■ Instruksi Kerja
Teruskan kisah tentang Adhit dan gadis berpakaian muslimah yang menolak bersalaman dengannya, mulai tepat sesudah kalimat terakhir yang tersedia.

==== Bagian Teks ====

Kisah ini terjadi empat tahun yang lalu, dan pernah di publikasikan di salah satu majalah islam remaja yaitu El Fata. Bahkan menjadi salah satu kisah yang mendapatkan sambutan yang baik, termasuk juga kisah favorit saya dan berniat untuk menampilkan di blog saya. Kisah ini saya bagi menjadi 2 edisi. Maka biarkanlah si pena (Adhit) yang menceritakan kisah mengharukannya.
Awalnya, aku bertemu dengannya di sebuah acara yang diselenggarakan di rumahku sendiri. Gadis itu sangat berbeda dengan cewek-cewek lain yang sibuk berbicara dengan laki-laki dan berpasangan-pasangan. Sedangkan dia dengan pakaian muslimah rapi yang dikenakannya membantu mamaku menyiapkan hidangan dan segala kebutuhan dalam acara tersebut. Sesekali gadis itu bermain di taman bersama anak-anak kecil yang lucu, kulihat betapa lembutnya dia dengan senyuman manis kepada anak-anak.
Dari sikapnya itu aku tertarik untuk mengenalnya. Akhirnya aku dengan pedenya kuberanikan diri untuk mendekatinya dan hendak berkenalan dengannya. Namun, kenyataannya dia menolak bersalaman denganku, dan Cuma mengatakan, "Maaf…" dan berlalu begitu saja meninggalkanku.
Betapa malunya aku terhadap teman-teman yang berada di sekitarku. "Ini cewek kok jual mahal banget! Padahal begitu banyak cewek yang justru berlomba-lomba mau menjadi pacarku. Dia, mau kenalan saja tidak mau!" ujarku.

==== Materi Hasil Ekstraksi ====

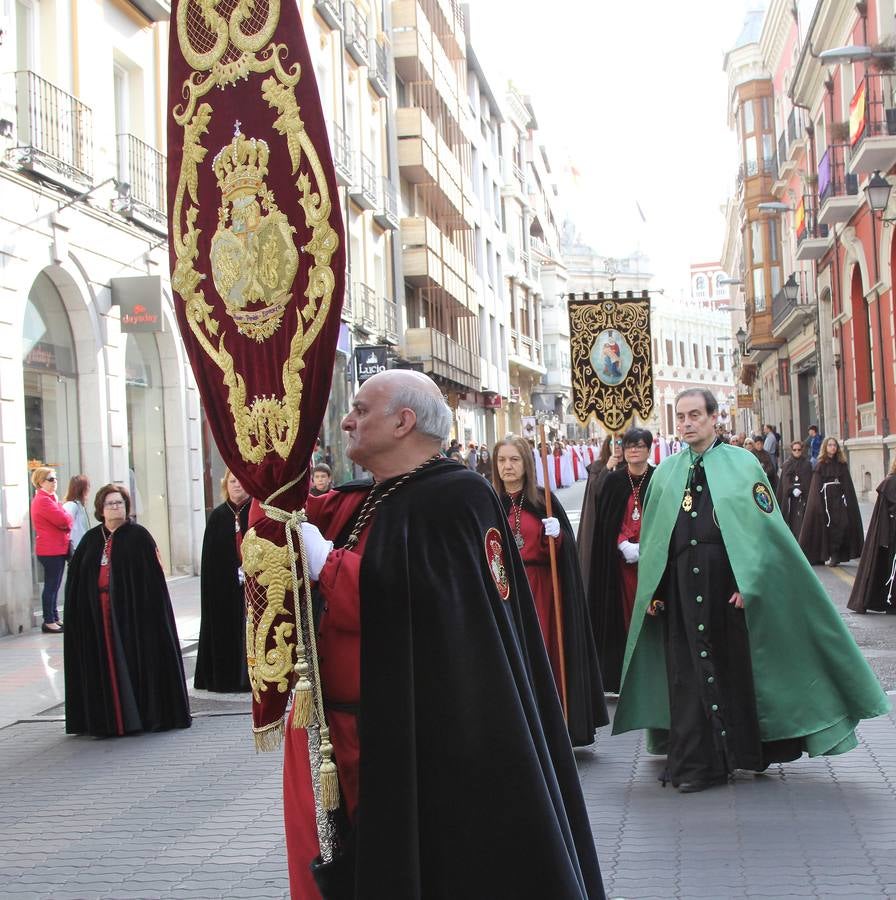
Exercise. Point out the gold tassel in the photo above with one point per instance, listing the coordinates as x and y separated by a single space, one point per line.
302 700
329 778
269 738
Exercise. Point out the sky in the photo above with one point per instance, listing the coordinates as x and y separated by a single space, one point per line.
634 97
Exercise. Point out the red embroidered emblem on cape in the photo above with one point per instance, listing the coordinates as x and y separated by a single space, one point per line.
494 552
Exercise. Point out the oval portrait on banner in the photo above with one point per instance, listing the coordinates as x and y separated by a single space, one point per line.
611 357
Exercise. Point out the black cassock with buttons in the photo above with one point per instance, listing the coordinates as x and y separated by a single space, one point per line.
714 725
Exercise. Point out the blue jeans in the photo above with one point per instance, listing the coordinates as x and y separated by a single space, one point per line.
54 566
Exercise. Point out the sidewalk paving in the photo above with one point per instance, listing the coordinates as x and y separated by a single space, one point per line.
197 813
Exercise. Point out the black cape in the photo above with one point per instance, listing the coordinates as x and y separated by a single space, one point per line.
844 536
769 466
597 473
221 658
796 473
870 590
468 783
585 704
605 587
148 663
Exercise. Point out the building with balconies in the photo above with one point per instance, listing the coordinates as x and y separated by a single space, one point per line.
691 338
485 118
83 184
830 357
436 201
353 66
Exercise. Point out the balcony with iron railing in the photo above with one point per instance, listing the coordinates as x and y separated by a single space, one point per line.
753 167
812 240
386 214
330 11
796 128
342 156
838 188
389 320
143 169
356 37
789 316
441 355
873 125
53 132
364 307
363 189
378 71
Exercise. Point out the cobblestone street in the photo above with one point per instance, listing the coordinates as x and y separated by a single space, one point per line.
197 813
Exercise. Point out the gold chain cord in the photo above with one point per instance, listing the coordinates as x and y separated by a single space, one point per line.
374 499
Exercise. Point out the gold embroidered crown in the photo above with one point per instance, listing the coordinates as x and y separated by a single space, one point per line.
241 166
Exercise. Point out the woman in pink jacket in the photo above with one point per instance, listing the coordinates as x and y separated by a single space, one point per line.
52 530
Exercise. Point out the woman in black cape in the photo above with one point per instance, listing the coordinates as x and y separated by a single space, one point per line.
793 488
221 658
875 584
123 667
614 552
513 477
832 529
609 457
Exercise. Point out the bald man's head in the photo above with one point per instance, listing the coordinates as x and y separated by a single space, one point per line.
397 380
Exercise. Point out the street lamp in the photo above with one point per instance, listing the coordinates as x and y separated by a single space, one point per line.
855 53
773 206
877 193
791 288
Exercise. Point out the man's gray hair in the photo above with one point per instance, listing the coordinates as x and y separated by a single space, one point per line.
433 413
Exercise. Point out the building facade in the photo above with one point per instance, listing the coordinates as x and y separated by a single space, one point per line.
692 347
812 134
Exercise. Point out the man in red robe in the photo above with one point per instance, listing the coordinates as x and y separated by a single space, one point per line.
427 616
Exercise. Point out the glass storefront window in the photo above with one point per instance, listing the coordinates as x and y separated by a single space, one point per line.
147 468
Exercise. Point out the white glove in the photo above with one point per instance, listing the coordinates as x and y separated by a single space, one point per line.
317 549
631 552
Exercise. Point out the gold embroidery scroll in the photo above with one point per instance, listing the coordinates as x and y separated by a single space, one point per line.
257 269
612 367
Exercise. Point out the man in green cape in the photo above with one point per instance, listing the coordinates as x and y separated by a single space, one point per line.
736 657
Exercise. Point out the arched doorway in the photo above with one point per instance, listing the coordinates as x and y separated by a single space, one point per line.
52 432
50 380
147 462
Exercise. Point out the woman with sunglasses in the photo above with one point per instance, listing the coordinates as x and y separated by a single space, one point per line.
123 666
52 536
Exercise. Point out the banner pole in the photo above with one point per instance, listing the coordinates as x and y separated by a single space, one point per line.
555 581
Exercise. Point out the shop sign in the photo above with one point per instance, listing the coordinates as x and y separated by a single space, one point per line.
140 301
369 360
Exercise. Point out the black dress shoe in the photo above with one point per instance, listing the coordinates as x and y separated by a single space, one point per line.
692 787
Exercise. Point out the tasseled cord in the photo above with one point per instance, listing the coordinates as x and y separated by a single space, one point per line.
308 709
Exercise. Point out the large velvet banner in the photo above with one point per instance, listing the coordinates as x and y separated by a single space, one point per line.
612 368
257 266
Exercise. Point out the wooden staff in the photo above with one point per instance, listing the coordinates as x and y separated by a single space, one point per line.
555 581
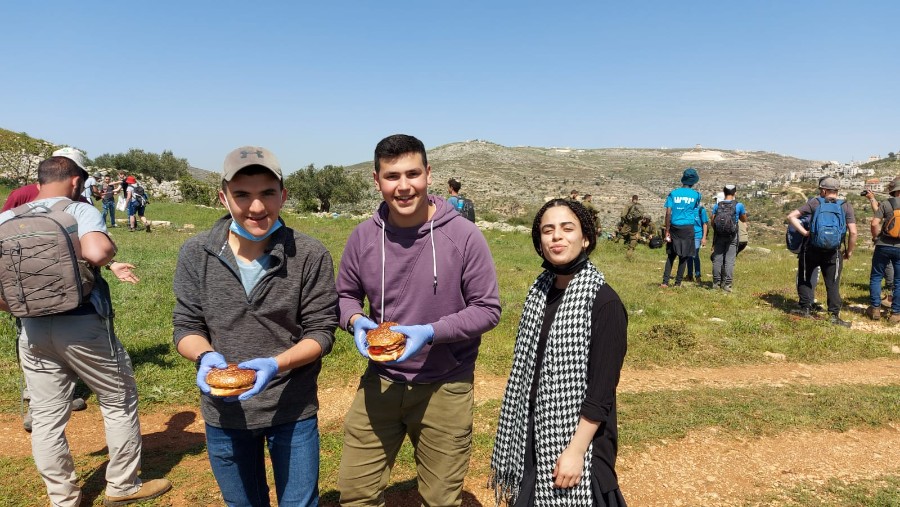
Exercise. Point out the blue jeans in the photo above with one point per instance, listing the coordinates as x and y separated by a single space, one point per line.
238 462
883 256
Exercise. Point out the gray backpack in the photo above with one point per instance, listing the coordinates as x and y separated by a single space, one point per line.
41 270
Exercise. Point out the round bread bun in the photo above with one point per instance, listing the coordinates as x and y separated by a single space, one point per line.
384 344
230 381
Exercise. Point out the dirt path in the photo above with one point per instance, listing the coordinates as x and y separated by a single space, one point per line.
705 468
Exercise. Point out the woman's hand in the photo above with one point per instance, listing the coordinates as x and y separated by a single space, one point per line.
568 469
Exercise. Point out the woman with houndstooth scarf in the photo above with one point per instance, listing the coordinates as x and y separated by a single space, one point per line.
556 438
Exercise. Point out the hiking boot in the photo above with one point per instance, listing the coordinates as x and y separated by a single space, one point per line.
800 312
873 312
834 319
149 489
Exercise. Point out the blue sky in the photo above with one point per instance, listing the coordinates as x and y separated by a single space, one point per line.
323 82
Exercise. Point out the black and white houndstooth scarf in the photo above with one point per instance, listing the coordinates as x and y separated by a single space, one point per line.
561 391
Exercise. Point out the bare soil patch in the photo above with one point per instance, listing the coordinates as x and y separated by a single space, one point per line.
709 467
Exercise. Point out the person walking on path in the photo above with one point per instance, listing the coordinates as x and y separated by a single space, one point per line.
885 228
681 208
57 349
829 258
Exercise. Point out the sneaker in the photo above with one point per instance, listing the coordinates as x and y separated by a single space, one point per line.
801 312
873 312
78 404
149 489
834 319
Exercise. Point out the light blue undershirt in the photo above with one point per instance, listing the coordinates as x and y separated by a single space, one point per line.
252 272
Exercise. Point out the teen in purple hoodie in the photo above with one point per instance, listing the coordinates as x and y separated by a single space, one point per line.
423 265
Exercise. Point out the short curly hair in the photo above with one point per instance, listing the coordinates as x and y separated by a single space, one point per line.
584 216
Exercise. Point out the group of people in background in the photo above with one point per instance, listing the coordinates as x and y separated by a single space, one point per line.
254 292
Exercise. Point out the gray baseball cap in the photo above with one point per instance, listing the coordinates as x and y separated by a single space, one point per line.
829 183
244 156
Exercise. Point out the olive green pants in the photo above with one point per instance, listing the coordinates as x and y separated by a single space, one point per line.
438 419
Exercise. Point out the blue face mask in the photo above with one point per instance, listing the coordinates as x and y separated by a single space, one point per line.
244 233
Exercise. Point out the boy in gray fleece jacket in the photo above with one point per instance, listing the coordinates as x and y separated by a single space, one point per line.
255 292
423 265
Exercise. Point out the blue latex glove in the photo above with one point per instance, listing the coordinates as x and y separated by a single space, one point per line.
361 326
266 369
208 362
416 338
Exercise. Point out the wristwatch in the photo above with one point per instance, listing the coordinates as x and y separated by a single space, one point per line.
350 326
200 357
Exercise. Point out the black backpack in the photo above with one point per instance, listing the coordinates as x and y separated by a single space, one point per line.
466 208
41 269
140 195
725 220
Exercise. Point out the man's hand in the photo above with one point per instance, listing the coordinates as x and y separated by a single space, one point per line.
266 369
208 362
361 326
124 272
416 338
568 469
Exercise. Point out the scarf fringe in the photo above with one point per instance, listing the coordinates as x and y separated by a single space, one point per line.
504 492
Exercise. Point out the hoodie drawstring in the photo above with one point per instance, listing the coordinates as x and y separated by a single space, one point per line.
383 260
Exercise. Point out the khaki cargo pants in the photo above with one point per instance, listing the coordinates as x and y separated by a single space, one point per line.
438 419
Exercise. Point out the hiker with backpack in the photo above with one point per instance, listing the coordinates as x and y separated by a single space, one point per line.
137 199
727 214
67 331
681 207
885 227
462 205
830 220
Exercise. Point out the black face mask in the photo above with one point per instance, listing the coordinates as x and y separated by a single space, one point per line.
567 269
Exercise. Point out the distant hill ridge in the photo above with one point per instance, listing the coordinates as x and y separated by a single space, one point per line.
511 180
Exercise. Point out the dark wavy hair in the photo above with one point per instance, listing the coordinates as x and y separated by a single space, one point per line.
585 218
395 146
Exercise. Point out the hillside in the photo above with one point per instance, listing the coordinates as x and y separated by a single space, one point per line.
513 181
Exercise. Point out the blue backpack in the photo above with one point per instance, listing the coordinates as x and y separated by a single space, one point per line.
793 238
828 225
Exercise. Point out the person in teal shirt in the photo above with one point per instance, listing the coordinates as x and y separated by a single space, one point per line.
681 208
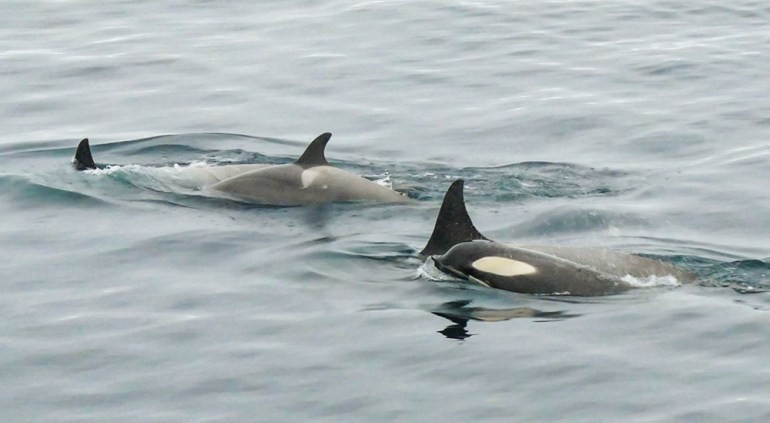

====

■ Jawaban Tertulis
Dari kejadian itu aku menjadi penasaran dengan gadis tersebut. Lalu aku mencari tahu tentangnya. Ternyata dia adalah anak tunggal sahabat rekan bisnis papa. Setiap ada acara pertemuan di rumah gadis itu, aku selalu ikut bersama papa.
Gadis itu bernama Nina, kuliah di fakultas kedokteran dan dia anak yang tidak suka berpesta, berfoya-foya, dan keluyuran seperti cewek kebanyakan dikalangan kami. Aku pun jarang melihatnya jika aku pergi ke rumahnya, dengan berbagai alasan yang kudengar dari pembantunya, sakitlah, lagi mengerjakan tugas, atau kecapaian, pokoknya, dia tidak pernah mau keluar.
Hingga suatu hari aku dan papa sedang bertamu ke rumahnya. Pada saat itu, Nina baru saja pulang dengan busana muslimahnya yang rapi, terlihat turun dari mobil, namun belum jauh melangkah dia pun terjatuh pingsan dan mukanya terlihat sangat pucat. Kami yang berada di ruang tamu bergegas keluar dan papanya pun menggendong ke kamar serta meminta tolong kami untuk menghubungi dokter. Dari hasil pemeriksaan dokter, Nina harus dirawat di rumah sakit.
Keesokan harinya, aku datang ke rumah sakit bermaksud untuk menjenguknya. Betapa kagetnya aku ketika kutahu Nina terkena leukimia (kanker darah). Aku bertanya, "Kenapa gadis selembut dan sesopan dia harus mengalami hal itu?"
Perasaan kesalku padanya kini berubah menjadi kasihan dan khawatir. Setiap usai kuliah, kusempatkan untuk datang menjenguknya. Aku mendapatinya sering menangis sendirian. Entah itu karena tidak ada yang menjaganya atau karena penyakit yang diderita.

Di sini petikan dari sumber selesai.